* **Problem**
Look for the line with "Exercise. Point out the black" in the data below, then reproduce word for word that line and every line after it. Leave out all pictures and add nothing.

════════════════════

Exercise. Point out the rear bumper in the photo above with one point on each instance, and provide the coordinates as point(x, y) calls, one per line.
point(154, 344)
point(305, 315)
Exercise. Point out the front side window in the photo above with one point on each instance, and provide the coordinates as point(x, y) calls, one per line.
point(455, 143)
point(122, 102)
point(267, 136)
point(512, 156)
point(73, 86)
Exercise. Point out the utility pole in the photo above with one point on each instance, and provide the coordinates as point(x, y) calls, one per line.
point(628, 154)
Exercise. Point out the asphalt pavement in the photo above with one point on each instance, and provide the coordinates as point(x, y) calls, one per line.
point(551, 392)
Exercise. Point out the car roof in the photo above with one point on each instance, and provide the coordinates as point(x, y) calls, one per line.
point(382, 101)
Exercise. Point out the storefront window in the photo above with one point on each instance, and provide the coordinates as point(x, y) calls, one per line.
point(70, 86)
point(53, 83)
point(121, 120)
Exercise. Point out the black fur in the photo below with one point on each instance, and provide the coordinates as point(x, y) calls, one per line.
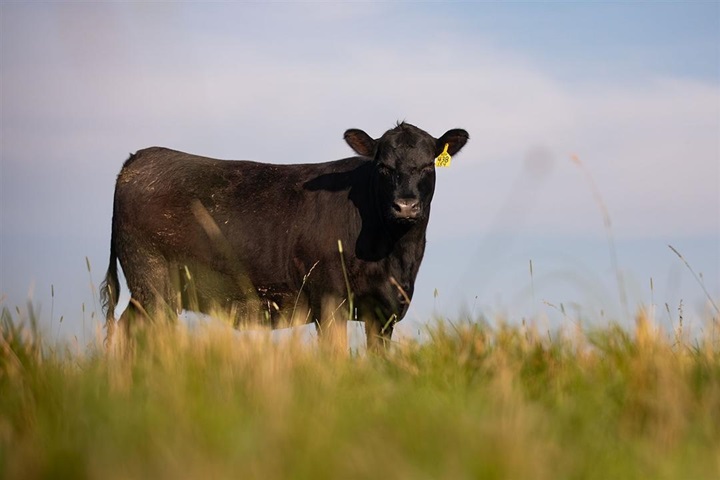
point(261, 241)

════════════════════

* **Response to the task**
Exercise. Point out the black fur in the photo below with one point on each instance, and provide the coordinates as point(x, y) calls, one per line.
point(261, 241)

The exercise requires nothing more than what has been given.